** start Data for this exercise **
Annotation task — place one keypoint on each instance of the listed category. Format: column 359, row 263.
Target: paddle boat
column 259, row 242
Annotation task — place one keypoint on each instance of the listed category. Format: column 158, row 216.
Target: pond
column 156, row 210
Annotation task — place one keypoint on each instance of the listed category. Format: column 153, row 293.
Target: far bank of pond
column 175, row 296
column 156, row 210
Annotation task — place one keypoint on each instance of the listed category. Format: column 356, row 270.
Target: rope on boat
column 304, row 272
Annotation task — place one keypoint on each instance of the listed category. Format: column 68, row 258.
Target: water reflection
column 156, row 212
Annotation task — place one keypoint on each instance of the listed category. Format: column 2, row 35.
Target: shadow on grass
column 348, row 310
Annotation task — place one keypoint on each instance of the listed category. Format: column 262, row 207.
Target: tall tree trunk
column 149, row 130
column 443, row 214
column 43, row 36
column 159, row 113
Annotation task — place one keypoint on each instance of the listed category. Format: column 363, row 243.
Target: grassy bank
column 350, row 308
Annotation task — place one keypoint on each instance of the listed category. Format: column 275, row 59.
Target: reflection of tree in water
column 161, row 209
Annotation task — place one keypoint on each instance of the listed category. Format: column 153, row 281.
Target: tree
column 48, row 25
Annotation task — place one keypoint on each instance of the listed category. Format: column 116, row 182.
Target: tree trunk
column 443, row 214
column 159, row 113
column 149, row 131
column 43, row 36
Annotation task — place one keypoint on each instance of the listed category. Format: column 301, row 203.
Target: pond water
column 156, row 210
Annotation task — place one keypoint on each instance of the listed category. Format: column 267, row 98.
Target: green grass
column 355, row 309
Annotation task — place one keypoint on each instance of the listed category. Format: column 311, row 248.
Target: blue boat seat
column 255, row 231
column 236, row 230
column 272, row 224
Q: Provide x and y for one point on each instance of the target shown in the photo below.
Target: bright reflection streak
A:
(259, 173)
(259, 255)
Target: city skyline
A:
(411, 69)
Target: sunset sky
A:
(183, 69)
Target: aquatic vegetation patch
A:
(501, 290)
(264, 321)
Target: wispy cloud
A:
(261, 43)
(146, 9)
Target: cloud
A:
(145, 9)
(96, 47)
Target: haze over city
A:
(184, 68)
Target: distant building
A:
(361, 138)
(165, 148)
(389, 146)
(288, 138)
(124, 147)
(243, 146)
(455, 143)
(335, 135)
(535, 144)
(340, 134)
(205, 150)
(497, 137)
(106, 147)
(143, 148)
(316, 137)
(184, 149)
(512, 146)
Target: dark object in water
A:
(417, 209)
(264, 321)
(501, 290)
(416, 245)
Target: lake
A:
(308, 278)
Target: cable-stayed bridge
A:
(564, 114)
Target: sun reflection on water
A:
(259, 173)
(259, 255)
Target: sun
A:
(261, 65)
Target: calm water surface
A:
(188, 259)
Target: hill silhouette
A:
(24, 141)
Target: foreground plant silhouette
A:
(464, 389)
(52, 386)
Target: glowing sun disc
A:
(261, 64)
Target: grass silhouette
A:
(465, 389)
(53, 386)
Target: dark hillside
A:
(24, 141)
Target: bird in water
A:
** end Data for this exercise **
* [Exercise aim]
Repeat the entire listing above word for word, from its first line through its last.

* [Answer in full]
Annotation task — place one keypoint on each instance of the listed category. Format: column 359, row 263.
Target: paddle boat
column 259, row 242
Annotation task — place one keypoint on each instance of the listed category. Format: column 158, row 216.
Target: pond
column 156, row 210
Annotation task — place one keypoint on each instance of the listed category. Format: column 153, row 293.
Target: far bank of pond
column 175, row 296
column 156, row 210
Annotation task — place one keypoint on each instance of the listed category. Format: column 356, row 270.
Target: rope on boat
column 304, row 272
Annotation task — place one keypoint on each instance of the listed category. Format: column 68, row 258.
Target: water reflection
column 156, row 212
Annotation task — place one keypoint on each instance of the listed category. Format: column 2, row 35.
Target: shadow on grass
column 348, row 310
Annotation task — place one keypoint on each instance of the listed category. Format: column 262, row 207.
Target: tall tree trunk
column 149, row 130
column 443, row 214
column 43, row 36
column 159, row 113
Annotation task — place one keypoint on each instance of the listed category. Format: column 363, row 243.
Target: grassy bank
column 350, row 308
Annotation task — place one keypoint on each instance of the listed category. Format: column 275, row 59.
Target: reflection of tree in water
column 161, row 209
Annotation task — place one keypoint on each instance of the listed category. Format: column 153, row 281.
Target: tree
column 48, row 25
Annotation task — place one keypoint on each instance of the listed category. Format: column 116, row 182.
Target: tree trunk
column 443, row 214
column 159, row 113
column 149, row 131
column 43, row 36
Annotation task — place one keypoint on each instance of the listed category. Format: column 301, row 203.
Target: pond water
column 156, row 210
Annotation task — place one keypoint on each instance of the listed category. Format: column 267, row 98.
Target: green grass
column 355, row 309
Annotation task — place one keypoint on each instance of the listed category. Format: column 311, row 248.
Target: blue boat seat
column 255, row 231
column 236, row 230
column 272, row 224
Q: Provide x and y for one point on each instance of the target shown in the photo below.
Target: bright reflection streak
A:
(259, 173)
(259, 255)
Target: city skyline
A:
(411, 69)
Target: sunset sky
A:
(183, 69)
Target: aquatic vegetation patch
A:
(501, 290)
(264, 321)
Target: wispy cloud
A:
(261, 43)
(146, 9)
Target: cloud
A:
(145, 9)
(96, 47)
Target: haze over city
A:
(184, 68)
Target: distant building
A:
(361, 138)
(165, 148)
(389, 146)
(288, 138)
(124, 147)
(243, 146)
(455, 143)
(335, 135)
(535, 144)
(340, 134)
(205, 150)
(497, 137)
(106, 147)
(143, 148)
(316, 137)
(184, 149)
(512, 146)
Target: dark object in water
A:
(417, 209)
(264, 321)
(501, 290)
(416, 245)
Target: lake
A:
(308, 278)
Target: cable-stayed bridge
A:
(564, 114)
Target: sun reflection on water
A:
(259, 173)
(259, 255)
Target: sun
A:
(261, 65)
Target: calm water surface
A:
(188, 259)
Target: hill silhouette
A:
(24, 141)
Target: foreground plant silhouette
A:
(464, 389)
(52, 386)
Target: glowing sun disc
A:
(261, 64)
Target: grass silhouette
A:
(465, 389)
(53, 386)
Target: dark hillside
A:
(24, 141)
Target: bird in water
A:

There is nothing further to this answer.